Material for this task section start

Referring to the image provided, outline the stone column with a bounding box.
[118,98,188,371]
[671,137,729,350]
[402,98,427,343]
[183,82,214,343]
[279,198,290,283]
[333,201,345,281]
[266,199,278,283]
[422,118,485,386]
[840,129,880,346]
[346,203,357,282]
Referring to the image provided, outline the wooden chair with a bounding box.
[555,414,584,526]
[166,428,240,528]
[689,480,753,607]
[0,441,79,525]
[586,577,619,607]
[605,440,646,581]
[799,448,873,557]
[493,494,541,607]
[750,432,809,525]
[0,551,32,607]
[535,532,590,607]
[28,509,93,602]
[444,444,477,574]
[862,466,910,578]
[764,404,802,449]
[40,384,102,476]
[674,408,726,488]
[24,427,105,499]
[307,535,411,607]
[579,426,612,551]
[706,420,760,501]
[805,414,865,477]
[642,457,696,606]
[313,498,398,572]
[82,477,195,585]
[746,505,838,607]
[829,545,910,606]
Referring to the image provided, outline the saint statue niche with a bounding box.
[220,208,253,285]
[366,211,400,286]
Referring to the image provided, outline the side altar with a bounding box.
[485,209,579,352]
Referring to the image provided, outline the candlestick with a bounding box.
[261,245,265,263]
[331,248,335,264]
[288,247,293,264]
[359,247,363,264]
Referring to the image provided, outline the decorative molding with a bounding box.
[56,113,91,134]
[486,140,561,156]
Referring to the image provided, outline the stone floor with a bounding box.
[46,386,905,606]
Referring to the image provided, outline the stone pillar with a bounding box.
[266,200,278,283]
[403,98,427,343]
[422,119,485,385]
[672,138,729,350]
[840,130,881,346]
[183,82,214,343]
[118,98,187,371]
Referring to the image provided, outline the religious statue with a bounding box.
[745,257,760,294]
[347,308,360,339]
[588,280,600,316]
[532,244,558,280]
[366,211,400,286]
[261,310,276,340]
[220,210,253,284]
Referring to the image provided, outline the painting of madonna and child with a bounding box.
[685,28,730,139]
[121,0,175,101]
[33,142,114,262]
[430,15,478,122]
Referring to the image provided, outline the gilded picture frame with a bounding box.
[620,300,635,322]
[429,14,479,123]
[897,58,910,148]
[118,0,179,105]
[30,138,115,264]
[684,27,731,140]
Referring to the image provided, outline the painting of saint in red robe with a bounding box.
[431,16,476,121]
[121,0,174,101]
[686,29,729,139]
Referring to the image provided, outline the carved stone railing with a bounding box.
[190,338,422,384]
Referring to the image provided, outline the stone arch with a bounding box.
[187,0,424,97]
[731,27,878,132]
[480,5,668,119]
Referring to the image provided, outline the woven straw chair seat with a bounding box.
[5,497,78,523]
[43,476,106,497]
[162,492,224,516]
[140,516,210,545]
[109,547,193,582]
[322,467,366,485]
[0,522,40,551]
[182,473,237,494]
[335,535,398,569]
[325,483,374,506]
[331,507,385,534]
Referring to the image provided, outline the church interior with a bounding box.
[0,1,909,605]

Material for this task section end

#### Activity
Nothing in the records should be left out; write all of them out again exactly.

#### Answer area
Referring to the image provided, outline the stone column with a bounding box.
[118,98,188,371]
[671,137,729,350]
[402,98,427,343]
[183,82,214,343]
[279,198,290,283]
[333,201,345,281]
[266,199,278,283]
[422,118,485,386]
[840,129,880,346]
[346,203,357,282]
Referring to the image provided, outline the wooden chair with a bounding box.
[555,414,584,526]
[166,428,240,528]
[689,480,753,607]
[0,441,79,525]
[586,577,619,607]
[605,440,646,581]
[799,448,873,557]
[493,494,541,607]
[750,432,809,525]
[0,551,32,607]
[535,532,590,607]
[28,509,93,602]
[444,444,477,574]
[862,466,910,578]
[764,404,802,449]
[40,384,102,476]
[674,408,726,488]
[24,427,105,499]
[307,535,411,607]
[579,426,612,551]
[706,420,760,501]
[805,414,865,477]
[642,457,696,606]
[313,498,398,572]
[82,477,195,585]
[746,505,838,607]
[829,545,910,606]
Referring to the image provided, outline the saint statue niche with a bounding box.
[220,208,253,285]
[366,211,400,286]
Referring to the image provided, outline the side altar with a bounding box.
[485,209,579,352]
Referring to the image provided, outline the candlestick with a bounding box.
[261,245,265,263]
[331,248,335,264]
[288,247,293,264]
[359,247,363,264]
Referring to the image provided, outline the decorative molding with a bounding box.
[56,113,91,134]
[486,140,561,156]
Referring to the image provided, outline the stone floor with a bounding box.
[46,386,905,606]
Referring to the image provided, outline the stone pillar with a bounding box.
[266,200,278,283]
[403,98,427,343]
[422,119,485,385]
[672,138,729,350]
[840,130,881,346]
[183,82,214,343]
[118,98,187,371]
Referring to the image provided, outline the religious statue with a bounding box.
[745,257,760,294]
[347,308,360,339]
[588,280,600,316]
[532,244,558,280]
[366,211,400,286]
[261,310,276,340]
[220,210,253,284]
Referring to the image provided, outline the painting of madonna and child with a bounding box.
[685,28,730,139]
[121,0,175,101]
[33,142,114,262]
[430,15,478,122]
Referring to the image provided, outline the gilded picture frame with a bounding box.
[620,300,635,322]
[429,14,479,123]
[897,58,910,148]
[118,0,179,105]
[30,138,115,264]
[684,27,731,140]
Referring to the image provided, outline the painting of saint in red robe with a bounding box.
[431,16,476,121]
[121,0,174,101]
[686,29,729,139]
Referring to the image provided, outline the carved stone railing with a bounding box.
[190,338,422,384]
Referring to the image provided, outline the stone arch with a bounding box.
[187,0,424,97]
[731,27,878,132]
[480,5,668,119]
Referring to the image provided, outline the woven straw chair seat with a bounding box.
[5,497,78,523]
[43,476,106,497]
[162,492,224,516]
[140,516,210,545]
[109,547,193,582]
[322,467,366,485]
[0,522,40,551]
[182,473,237,494]
[335,535,398,569]
[325,483,374,506]
[331,507,385,534]
Referring to the image provided, outline the church interior with a bounding box.
[0,1,909,605]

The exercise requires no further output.